[Records from a data collection]
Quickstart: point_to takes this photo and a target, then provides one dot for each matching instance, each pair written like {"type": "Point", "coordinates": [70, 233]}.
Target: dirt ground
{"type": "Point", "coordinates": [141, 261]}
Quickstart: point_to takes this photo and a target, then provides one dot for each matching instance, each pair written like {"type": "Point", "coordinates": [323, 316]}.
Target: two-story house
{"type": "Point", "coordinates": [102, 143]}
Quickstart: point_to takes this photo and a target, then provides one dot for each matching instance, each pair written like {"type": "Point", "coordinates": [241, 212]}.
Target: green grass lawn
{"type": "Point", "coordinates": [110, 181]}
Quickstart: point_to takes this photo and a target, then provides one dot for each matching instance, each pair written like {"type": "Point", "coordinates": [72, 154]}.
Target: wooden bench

### Directions
Check every line of the entries above, and copy those that carry the string "instance".

### Exercise solution
Quickstart: point_to takes this photo and a target, then provides one dot for each matching instance, each pair written like {"type": "Point", "coordinates": [70, 233]}.
Quickstart: point_to takes this photo and a target, then provides one dot for each matching instance, each pair written like {"type": "Point", "coordinates": [323, 316]}.
Quickstart: point_to takes this photo and a target, then provides one dot for each matching instance, each pair written like {"type": "Point", "coordinates": [241, 212]}.
Quickstart: point_to takes this photo and a target, then provides one dot for each matching instance, each pair written like {"type": "Point", "coordinates": [72, 154]}.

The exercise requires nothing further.